(Passage provided):
----------------

Jeepers creepers it’s the Trailhawk

What is It?

Jeep’s Grand Cherokee Trailhawk is big, brawny and it’ll go up against Ali and Frasier combined – and win.

With a 184kW 3.0-litre diesel V6 and 570Nm of torque on tap from 2000 revs, the diesel drives all four wheels via an eight-speed auto with switchable off road modes, called Selec-Terrain – Snow, Sand, Rock, Mud, and the most commonly used mode, Auto.

And, being badged Trailhawk, it meets Jeep’s stringent off-road requirements, covering traction, articulation, ground clearance, water fording, and manoeuvrability.

With traditional bonnet blackouts, the Big Cherry is sizeable inside too, especially the cargo area at 782 litres.

It’s been refined slightly from the previous model, with a trimmer, slimmer looking bumper and grille, and lower air-intake that houses a forward facing camera.

When I say big, try 4828mm long, 1943mm wide and an imposing 1792mm high – with a massive 2915mm wheelbase.


What’s it cost?

There’s more than a few shekels involved, but not as many as you might think.

Jeep lists the Trailhawk at $78,229 drive away, with business rego a bit more – but there’s no extra impost for premium paint.

The range itself kicks off at $50,269 for the entry level Laredo 4×2 with a 3.0-litre V6 petrol engine.

What you get from Trailhawk is Jeep’s legendary off-road ability and a well appointed cabin that is functional ahead of stylish.

Starting with supportive cloth and leather trimmed seats, there’s good legroom for front seat passengers, but a widish transmission tunnel could intrude.

It’s only slightly less so for rear seat passengers, who also get heated seats and aircon vents.

----------------

(Information provided):
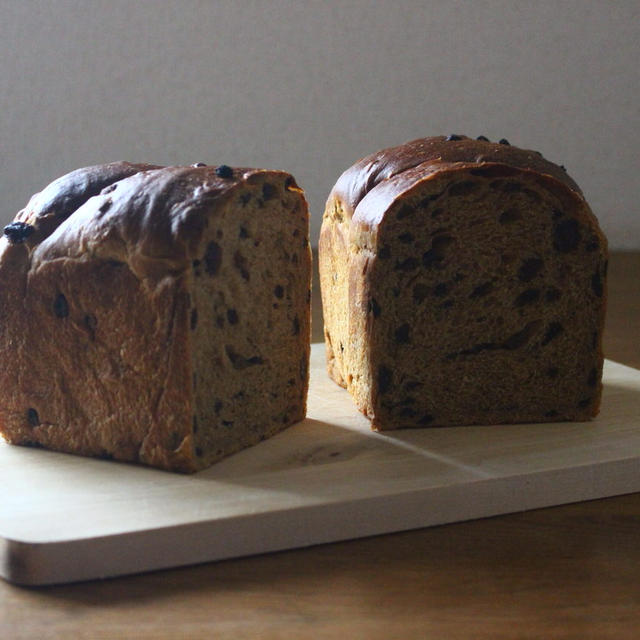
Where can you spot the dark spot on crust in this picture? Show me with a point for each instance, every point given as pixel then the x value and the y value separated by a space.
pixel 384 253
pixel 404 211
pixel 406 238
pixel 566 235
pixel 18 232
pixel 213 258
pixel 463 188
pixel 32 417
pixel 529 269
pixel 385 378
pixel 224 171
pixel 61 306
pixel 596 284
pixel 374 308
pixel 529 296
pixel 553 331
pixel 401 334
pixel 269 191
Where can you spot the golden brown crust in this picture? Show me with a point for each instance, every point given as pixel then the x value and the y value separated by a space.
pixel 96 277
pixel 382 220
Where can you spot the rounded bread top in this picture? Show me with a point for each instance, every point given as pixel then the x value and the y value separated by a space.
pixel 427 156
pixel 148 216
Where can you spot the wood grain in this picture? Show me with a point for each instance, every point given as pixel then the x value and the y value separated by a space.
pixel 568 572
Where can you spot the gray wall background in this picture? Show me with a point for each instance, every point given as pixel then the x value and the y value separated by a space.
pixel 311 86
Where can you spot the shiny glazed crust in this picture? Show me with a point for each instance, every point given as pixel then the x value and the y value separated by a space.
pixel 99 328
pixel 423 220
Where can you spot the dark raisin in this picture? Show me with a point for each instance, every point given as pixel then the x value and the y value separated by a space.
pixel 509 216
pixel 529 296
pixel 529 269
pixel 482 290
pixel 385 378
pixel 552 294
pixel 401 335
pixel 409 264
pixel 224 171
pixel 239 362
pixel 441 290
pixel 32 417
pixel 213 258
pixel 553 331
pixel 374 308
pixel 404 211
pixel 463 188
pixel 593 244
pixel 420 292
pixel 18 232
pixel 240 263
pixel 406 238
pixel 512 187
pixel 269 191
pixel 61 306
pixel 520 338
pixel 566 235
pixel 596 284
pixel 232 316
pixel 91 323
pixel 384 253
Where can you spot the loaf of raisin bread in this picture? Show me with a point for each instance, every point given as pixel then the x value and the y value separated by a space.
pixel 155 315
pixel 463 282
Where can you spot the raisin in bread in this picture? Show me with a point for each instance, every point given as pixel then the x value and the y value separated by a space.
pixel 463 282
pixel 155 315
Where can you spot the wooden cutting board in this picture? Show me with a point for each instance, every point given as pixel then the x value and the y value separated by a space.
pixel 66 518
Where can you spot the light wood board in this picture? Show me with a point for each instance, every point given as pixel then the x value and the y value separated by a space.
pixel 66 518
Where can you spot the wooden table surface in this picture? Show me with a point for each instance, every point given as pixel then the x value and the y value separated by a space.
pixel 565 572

----------------

(What the task asks): From the Trailhawk review, print the passage starting at "Jeepers creepers it’s" and ending at "used mode, Auto.", word for word.

(Full response):
Jeepers creepers it’s the Trailhawk

What is It?

Jeep’s Grand Cherokee Trailhawk is big, brawny and it’ll go up against Ali and Frasier combined – and win.

With a 184kW 3.0-litre diesel V6 and 570Nm of torque on tap from 2000 revs, the diesel drives all four wheels via an eight-speed auto with switchable off road modes, called Selec-Terrain – Snow, Sand, Rock, Mud, and the most commonly used mode, Auto.